--- begin MATERIAL TO PROCESS ---
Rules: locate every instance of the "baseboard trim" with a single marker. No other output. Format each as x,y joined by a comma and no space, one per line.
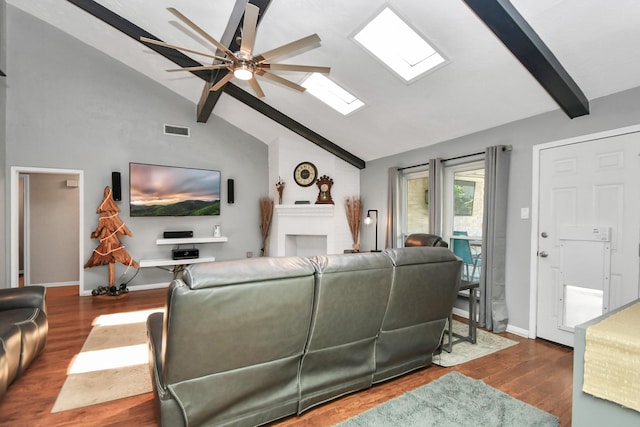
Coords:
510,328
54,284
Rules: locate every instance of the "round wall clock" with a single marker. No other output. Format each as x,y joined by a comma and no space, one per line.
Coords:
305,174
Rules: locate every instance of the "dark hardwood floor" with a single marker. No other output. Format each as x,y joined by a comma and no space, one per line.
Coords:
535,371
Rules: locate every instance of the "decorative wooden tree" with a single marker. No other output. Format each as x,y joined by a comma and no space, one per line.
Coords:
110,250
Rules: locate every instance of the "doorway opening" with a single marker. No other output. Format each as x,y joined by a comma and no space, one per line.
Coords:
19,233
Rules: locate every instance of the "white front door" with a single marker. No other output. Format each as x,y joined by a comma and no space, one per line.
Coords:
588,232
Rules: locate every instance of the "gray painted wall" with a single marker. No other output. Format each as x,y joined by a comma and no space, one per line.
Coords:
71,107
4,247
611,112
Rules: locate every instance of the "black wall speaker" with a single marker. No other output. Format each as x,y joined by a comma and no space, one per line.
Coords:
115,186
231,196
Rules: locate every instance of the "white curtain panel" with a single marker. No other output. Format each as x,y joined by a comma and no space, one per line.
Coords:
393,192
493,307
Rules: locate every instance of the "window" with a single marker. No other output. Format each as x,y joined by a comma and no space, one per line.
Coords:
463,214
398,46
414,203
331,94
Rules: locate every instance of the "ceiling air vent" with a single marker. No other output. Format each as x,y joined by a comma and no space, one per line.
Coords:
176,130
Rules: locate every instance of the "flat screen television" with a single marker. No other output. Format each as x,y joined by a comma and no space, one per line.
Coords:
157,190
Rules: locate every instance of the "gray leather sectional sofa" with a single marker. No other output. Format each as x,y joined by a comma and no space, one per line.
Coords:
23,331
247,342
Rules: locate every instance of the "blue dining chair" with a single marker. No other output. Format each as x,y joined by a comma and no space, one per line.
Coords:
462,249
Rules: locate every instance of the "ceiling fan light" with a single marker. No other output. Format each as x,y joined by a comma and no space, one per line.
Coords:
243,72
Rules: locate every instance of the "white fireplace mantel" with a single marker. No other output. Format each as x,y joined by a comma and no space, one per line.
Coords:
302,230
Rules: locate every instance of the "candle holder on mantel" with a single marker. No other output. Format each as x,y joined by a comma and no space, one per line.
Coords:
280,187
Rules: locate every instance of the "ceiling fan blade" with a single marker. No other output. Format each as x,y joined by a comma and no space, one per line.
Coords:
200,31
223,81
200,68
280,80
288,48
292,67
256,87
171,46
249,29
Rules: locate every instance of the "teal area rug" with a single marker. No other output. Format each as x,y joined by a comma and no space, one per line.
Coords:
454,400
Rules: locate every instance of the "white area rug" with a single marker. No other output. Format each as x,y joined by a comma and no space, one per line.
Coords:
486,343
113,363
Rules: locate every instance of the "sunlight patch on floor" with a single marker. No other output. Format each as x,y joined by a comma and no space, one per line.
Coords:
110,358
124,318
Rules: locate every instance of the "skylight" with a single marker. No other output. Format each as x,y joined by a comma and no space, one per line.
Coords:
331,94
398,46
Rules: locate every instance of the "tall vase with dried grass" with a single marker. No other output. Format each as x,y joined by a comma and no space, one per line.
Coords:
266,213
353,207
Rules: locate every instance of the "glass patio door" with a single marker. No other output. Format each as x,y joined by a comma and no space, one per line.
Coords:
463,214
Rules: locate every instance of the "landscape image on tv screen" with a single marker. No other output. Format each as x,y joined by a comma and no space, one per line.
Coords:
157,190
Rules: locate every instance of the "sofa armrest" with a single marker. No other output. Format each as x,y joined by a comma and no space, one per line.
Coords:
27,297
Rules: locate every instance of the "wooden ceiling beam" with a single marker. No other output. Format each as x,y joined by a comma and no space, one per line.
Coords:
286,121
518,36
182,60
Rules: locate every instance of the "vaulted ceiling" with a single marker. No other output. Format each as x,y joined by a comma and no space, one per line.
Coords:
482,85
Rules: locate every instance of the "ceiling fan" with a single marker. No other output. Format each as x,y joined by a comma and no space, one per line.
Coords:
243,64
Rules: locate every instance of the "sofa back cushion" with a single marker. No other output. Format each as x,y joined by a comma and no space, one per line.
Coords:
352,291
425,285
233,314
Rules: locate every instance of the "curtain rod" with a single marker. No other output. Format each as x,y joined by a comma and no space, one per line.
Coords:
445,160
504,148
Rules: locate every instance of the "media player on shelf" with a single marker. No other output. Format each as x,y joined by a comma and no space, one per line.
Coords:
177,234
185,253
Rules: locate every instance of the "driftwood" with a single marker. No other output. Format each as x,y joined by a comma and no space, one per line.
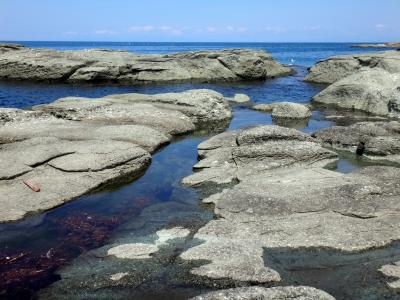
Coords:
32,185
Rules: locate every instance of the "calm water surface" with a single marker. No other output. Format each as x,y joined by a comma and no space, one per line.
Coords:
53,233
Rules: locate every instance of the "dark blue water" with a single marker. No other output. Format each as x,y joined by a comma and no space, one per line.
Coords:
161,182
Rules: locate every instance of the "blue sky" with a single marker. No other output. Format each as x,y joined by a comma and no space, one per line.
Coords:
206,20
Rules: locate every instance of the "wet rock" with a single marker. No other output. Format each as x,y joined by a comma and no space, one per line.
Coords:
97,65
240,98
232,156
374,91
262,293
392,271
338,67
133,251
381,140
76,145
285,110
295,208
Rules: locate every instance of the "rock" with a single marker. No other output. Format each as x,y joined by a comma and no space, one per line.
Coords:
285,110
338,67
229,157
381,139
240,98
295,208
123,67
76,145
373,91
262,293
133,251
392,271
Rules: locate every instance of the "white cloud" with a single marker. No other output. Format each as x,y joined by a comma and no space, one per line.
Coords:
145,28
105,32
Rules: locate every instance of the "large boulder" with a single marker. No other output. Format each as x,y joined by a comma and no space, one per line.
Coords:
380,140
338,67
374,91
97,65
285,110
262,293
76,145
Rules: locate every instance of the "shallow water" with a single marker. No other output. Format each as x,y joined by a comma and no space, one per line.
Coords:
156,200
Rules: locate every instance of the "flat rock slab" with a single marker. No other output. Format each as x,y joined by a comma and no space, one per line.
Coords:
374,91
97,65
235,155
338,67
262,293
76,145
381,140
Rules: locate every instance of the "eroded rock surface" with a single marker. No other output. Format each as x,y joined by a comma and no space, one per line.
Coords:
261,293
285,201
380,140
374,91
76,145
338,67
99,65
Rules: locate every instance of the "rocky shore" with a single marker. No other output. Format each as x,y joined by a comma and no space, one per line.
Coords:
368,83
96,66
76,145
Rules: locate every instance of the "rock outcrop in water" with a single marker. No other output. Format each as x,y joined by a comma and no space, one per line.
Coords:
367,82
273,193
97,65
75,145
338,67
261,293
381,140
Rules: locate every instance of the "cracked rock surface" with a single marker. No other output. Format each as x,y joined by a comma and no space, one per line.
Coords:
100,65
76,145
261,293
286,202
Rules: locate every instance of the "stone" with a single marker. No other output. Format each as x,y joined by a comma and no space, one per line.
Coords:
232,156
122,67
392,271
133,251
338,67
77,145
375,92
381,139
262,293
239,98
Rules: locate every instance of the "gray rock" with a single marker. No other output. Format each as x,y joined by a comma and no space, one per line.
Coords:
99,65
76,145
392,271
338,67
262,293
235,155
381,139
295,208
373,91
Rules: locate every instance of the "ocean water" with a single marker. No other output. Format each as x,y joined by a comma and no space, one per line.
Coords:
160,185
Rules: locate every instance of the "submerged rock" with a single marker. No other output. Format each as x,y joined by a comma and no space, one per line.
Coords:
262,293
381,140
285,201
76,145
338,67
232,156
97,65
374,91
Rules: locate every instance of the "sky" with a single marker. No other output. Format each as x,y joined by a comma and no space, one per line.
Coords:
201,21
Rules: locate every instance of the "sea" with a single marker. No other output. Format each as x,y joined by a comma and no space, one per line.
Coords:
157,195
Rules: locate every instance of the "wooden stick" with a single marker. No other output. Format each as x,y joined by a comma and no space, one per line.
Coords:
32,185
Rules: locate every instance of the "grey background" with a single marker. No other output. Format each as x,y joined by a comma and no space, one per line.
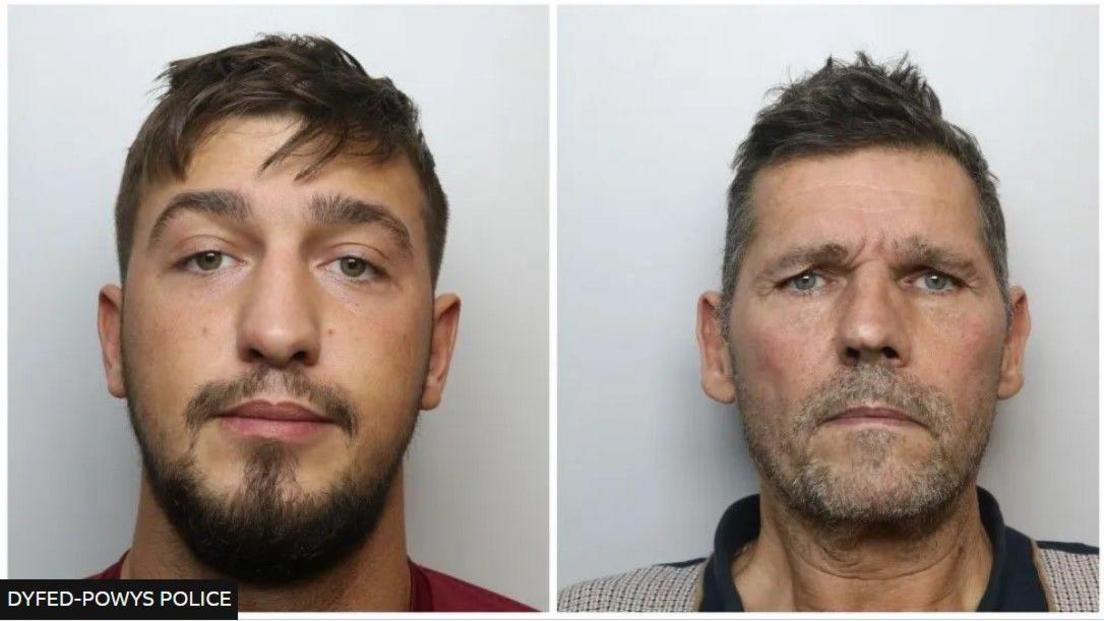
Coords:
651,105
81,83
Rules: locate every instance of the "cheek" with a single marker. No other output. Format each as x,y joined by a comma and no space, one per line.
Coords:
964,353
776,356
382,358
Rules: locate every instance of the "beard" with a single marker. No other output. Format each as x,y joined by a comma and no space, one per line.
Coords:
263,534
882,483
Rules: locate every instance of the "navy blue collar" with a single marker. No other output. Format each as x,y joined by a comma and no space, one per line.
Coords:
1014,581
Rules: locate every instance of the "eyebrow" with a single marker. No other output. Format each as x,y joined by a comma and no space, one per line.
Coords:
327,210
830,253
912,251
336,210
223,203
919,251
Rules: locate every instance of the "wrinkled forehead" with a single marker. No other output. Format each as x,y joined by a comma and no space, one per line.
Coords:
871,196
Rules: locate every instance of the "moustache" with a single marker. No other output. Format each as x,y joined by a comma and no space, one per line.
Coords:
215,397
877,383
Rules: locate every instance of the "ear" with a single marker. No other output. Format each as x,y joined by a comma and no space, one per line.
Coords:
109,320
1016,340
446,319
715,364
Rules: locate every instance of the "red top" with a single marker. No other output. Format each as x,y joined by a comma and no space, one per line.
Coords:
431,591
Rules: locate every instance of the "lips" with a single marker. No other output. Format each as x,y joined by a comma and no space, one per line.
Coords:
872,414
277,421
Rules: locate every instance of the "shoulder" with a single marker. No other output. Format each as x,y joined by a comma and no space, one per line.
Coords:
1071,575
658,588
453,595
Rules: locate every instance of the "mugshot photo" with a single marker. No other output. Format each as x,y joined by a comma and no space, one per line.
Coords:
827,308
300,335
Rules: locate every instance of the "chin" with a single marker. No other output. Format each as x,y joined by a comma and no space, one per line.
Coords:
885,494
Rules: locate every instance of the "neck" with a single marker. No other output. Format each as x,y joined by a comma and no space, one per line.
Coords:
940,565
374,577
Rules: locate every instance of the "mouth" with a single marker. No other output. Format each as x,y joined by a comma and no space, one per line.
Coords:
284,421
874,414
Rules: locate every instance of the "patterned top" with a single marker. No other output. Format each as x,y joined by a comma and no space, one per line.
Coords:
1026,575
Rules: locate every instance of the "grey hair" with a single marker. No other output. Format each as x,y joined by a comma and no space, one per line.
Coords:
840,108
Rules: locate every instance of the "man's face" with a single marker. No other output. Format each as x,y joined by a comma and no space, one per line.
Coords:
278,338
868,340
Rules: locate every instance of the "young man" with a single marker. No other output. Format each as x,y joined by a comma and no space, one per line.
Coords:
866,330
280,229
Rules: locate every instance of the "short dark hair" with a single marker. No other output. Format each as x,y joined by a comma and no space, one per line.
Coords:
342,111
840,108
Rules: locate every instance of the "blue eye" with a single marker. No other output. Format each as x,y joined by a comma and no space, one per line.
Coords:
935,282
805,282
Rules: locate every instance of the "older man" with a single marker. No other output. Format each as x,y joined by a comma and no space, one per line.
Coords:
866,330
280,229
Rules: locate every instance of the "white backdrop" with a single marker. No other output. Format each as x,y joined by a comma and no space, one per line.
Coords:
--- end MATERIAL TO PROCESS ---
EXERCISE BRIEF: Count the lines in the records above that contain the word "area", treating uppercase and lowercase as different. Reply with the number only.

TASK RESULT: 2